La legislazione sociale (Tratto da: “L’organizzazione operaia e l’anarchia”

«Mentre gli altri credono che i cattivi effetti di una legge derivino dal fatto che questa legge è buona o cattiva, noi invece siamo certi che la legge, essendo sempre per la sua stessa essenza e per il fatto stesso che è una legge, cattiva, tutti cattivi ne sono gli effetti, tutte pessime ne sono le conseguenze.

In ogni modo sta in fatto che mai nessun vantaggio hanno potuto i vinti ricavare dalle leggi fatte per comodo delle classi privilegiate, se non quando questi vantaggi i lavoratori han saputo conquistarseli senza l’aiuto della legge, colla propria energia, caso questo in cui la legge, non essendo forse nociva, è nonostante del tutto  inutile.

I nostri avversari invece credono che basti far approvare dal governo una legge a favore degli operai perchè gli operai nel caso contemplato dalla legge stessa possano essere sicuri di se stessi e del proprio diritto.

Ecco l’errore: i lavoratori, fidenti nella legge e nei carabinieri che le porranno in esecuzione in loro favore, non si curano d’imporre da se stessi, con la forza di volontà, ai padroni l’osservanza dei diritti che loro spettano, e danno così ai padroni agio di eludere la legge suddetta (giacchè per essi e per tale reato, il più orribile, non vi sono manette) e di fare proprio l’opposto che il bene voluto dal legislatore. Mentre invece, se i lavoratori volessero, anche senza nessuna legge, potrebbero costringere i padroni a concedere sul serio tutto ciò che loro bisognasse; e in tal caso, di fronte ad una massa cosciente dei propri diritti e risoluta a difenderli, i padroni davvero non saprebbero come eludere la volontà e le pretese degli operai, ben più positive e ben più difficili a sfuggire che gli articoli di un intero codice sul lavoro.

Materiale da un insieme di etichettatura per punti
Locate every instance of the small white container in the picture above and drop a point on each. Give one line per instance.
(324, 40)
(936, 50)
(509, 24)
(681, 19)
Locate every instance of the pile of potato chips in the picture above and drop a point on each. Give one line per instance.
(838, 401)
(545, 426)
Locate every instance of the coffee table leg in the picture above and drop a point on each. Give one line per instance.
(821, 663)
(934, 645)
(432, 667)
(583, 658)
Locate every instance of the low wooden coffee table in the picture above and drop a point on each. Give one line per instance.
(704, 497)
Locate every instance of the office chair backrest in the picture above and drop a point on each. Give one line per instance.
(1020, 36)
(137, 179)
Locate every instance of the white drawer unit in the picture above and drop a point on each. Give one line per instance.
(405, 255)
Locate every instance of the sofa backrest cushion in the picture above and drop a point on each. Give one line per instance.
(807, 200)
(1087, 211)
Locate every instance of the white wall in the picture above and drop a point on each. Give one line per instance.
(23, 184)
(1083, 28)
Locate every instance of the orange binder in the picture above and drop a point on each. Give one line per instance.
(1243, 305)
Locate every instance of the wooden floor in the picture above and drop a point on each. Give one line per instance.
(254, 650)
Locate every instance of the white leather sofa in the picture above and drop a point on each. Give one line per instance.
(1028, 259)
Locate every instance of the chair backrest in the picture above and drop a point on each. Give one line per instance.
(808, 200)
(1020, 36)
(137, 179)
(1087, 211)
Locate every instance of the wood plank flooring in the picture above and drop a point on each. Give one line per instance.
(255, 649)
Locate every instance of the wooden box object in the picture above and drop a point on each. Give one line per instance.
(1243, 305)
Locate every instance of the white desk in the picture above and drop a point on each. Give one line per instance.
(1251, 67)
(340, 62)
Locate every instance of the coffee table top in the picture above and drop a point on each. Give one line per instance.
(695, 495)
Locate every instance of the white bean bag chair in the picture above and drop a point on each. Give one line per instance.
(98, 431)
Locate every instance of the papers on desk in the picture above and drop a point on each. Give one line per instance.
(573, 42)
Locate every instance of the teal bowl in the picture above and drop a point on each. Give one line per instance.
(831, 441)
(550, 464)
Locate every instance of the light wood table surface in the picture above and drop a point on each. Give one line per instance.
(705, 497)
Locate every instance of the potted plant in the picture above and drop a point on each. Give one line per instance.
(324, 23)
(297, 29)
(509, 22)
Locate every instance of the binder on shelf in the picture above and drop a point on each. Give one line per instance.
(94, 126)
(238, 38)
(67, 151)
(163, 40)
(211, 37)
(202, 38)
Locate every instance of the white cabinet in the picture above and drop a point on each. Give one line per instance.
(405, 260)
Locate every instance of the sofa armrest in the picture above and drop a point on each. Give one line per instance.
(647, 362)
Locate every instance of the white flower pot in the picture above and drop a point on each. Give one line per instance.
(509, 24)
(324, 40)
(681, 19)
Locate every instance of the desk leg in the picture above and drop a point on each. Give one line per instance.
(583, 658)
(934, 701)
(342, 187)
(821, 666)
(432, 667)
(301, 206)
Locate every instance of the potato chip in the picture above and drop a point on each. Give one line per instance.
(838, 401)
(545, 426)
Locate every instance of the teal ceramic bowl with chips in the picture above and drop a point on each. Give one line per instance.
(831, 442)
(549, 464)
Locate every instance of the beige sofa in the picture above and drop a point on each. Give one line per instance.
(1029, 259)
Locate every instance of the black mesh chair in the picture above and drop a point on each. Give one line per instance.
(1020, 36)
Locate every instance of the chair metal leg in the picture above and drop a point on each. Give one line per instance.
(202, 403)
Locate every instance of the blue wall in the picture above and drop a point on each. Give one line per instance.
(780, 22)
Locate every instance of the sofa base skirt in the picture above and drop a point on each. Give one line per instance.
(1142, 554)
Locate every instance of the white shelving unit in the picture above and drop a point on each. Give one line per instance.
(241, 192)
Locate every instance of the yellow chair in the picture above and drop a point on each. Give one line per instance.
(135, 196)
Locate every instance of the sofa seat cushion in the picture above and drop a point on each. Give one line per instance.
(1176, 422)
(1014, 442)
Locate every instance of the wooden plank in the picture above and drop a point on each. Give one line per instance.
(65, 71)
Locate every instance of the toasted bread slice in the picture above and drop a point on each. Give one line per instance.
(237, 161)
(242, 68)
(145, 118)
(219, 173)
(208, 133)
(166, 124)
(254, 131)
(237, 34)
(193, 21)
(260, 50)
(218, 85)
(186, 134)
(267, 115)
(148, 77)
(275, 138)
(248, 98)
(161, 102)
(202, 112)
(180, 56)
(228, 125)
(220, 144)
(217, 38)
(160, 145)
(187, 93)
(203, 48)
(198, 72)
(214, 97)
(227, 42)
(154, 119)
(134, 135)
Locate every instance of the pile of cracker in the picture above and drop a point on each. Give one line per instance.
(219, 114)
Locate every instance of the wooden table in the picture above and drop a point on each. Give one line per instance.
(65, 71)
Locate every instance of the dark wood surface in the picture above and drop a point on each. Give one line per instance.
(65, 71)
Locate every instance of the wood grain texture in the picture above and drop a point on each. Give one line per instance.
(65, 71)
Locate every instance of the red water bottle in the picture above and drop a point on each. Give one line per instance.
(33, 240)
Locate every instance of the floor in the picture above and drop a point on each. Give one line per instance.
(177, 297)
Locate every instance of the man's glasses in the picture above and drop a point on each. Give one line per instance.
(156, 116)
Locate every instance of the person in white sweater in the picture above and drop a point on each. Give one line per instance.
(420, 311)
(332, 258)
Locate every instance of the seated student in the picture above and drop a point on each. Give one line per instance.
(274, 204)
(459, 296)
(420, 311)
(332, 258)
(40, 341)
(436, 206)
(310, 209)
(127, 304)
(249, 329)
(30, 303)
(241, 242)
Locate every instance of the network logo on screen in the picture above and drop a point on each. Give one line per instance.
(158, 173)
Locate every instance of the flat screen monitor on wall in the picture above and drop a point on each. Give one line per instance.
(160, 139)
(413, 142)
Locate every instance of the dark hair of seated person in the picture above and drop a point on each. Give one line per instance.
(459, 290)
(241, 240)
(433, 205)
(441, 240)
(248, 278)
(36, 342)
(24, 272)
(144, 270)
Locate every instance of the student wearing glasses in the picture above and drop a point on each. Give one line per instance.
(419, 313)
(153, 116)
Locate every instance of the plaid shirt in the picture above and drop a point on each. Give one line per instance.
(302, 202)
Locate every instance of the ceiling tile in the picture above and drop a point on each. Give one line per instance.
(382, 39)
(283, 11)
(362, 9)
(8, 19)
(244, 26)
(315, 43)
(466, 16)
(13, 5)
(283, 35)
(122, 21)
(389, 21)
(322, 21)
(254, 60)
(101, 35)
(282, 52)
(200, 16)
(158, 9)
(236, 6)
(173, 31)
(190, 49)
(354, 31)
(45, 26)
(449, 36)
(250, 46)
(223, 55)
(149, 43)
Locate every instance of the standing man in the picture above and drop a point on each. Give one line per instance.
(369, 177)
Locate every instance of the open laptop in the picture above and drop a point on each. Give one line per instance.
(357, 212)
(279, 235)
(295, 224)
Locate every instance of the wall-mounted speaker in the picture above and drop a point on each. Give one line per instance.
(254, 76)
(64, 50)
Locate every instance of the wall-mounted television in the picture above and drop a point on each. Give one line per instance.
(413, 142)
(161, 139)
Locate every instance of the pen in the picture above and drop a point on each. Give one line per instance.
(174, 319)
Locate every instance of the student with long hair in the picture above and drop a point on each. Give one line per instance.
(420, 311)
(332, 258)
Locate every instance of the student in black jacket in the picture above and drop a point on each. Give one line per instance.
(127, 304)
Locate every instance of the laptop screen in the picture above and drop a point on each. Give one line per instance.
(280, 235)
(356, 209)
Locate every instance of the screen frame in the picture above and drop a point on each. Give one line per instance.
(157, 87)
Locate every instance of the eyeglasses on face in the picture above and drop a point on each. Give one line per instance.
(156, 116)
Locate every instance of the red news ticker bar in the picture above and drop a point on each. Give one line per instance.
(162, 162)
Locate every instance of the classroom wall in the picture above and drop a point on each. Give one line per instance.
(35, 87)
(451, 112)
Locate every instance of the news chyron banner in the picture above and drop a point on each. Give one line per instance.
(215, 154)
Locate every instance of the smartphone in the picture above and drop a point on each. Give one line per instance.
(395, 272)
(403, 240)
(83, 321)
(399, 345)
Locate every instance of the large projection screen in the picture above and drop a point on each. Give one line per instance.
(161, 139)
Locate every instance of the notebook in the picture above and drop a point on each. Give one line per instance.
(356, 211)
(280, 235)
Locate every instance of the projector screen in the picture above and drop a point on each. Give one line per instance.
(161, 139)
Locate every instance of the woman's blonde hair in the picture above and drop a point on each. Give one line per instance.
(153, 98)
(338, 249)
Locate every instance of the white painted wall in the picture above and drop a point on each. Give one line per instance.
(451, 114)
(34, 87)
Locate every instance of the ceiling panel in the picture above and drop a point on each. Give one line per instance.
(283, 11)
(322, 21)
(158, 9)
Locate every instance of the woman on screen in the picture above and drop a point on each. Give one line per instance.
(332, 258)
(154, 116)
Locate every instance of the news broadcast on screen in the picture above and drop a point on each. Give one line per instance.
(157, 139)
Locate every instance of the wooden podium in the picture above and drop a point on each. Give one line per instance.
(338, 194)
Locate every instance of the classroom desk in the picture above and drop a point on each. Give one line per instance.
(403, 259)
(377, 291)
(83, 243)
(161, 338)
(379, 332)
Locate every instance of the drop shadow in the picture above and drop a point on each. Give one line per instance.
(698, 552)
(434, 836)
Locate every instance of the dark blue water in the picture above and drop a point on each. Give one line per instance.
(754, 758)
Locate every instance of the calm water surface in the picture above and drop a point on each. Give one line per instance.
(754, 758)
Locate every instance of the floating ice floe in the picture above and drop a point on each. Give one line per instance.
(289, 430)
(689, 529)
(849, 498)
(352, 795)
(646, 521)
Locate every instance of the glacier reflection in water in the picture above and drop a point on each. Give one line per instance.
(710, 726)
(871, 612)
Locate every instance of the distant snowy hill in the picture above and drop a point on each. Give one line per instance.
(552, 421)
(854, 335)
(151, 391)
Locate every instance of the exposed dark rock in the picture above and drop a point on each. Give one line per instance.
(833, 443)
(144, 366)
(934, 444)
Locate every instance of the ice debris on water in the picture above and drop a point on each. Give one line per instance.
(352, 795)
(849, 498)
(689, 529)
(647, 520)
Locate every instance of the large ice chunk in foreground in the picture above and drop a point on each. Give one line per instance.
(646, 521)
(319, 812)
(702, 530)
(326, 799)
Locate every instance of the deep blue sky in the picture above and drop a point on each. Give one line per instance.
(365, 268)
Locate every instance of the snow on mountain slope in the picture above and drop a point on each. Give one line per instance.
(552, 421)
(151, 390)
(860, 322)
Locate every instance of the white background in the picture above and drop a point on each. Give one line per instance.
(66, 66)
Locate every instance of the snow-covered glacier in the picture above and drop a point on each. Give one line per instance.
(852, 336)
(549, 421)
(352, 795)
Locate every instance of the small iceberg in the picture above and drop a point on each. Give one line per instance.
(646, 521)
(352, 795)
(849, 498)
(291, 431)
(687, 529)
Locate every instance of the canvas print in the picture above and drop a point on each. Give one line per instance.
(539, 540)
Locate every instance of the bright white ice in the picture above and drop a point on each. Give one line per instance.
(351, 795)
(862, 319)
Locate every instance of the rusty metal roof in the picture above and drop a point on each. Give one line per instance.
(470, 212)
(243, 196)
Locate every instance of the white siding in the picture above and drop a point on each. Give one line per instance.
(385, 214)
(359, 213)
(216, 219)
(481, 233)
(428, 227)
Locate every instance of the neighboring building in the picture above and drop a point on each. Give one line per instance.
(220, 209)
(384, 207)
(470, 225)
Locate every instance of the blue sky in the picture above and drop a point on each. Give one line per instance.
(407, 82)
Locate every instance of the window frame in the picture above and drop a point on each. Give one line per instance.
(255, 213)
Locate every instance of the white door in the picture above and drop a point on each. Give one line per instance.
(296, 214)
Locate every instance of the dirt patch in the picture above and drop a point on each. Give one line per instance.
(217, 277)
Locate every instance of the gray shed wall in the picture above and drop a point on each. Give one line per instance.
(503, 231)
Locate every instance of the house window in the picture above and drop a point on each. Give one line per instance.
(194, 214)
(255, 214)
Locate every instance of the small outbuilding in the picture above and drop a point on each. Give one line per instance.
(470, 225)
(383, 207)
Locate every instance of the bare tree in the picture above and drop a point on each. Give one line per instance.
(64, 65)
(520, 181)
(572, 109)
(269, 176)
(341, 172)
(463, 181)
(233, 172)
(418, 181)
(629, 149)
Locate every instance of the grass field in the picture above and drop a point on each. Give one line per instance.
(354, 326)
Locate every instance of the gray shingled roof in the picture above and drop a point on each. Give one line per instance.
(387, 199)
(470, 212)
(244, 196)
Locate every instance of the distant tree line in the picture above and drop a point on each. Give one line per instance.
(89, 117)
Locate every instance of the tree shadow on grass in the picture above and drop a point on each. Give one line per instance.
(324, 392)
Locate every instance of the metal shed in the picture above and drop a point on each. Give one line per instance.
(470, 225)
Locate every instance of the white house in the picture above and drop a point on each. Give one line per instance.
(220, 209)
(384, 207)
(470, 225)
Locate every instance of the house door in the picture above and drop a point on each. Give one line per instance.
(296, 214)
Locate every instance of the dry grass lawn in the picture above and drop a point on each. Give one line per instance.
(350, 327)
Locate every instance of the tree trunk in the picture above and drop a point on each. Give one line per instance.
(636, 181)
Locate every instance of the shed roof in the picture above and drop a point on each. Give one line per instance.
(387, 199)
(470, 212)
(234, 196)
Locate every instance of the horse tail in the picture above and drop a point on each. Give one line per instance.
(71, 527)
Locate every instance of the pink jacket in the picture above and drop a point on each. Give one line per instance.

__Lavoro richiesto__
Ricopia per intero il testo sulla legislazione sociale riportato sopra, senza cambiare nulla.

__Risposta completa__
La legislazione sociale (Tratto da: “L’organizzazione operaia e l’anarchia”

«Mentre gli altri credono che i cattivi effetti di una legge derivino dal fatto che questa legge è buona o cattiva, noi invece siamo certi che la legge, essendo sempre per la sua stessa essenza e per il fatto stesso che è una legge, cattiva, tutti cattivi ne sono gli effetti, tutte pessime ne sono le conseguenze.

In ogni modo sta in fatto che mai nessun vantaggio hanno potuto i vinti ricavare dalle leggi fatte per comodo delle classi privilegiate, se non quando questi vantaggi i lavoratori han saputo conquistarseli senza l’aiuto della legge, colla propria energia, caso questo in cui la legge, non essendo forse nociva, è nonostante del tutto  inutile.

I nostri avversari invece credono che basti far approvare dal governo una legge a favore degli operai perchè gli operai nel caso contemplato dalla legge stessa possano essere sicuri di se stessi e del proprio diritto.

Ecco l’errore: i lavoratori, fidenti nella legge e nei carabinieri che le porranno in esecuzione in loro favore, non si curano d’imporre da se stessi, con la forza di volontà, ai padroni l’osservanza dei diritti che loro spettano, e danno così ai padroni agio di eludere la legge suddetta (giacchè per essi e per tale reato, il più orribile, non vi sono manette) e di fare proprio l’opposto che il bene voluto dal legislatore. Mentre invece, se i lavoratori volessero, anche senza nessuna legge, potrebbero costringere i padroni a concedere sul serio tutto ciò che loro bisognasse; e in tal caso, di fronte ad una massa cosciente dei propri diritti e risoluta a difenderli, i padroni davvero non saprebbero come eludere la volontà e le pretese degli operai, ben più positive e ben più difficili a sfuggire che gli articoli di un intero codice sul lavoro.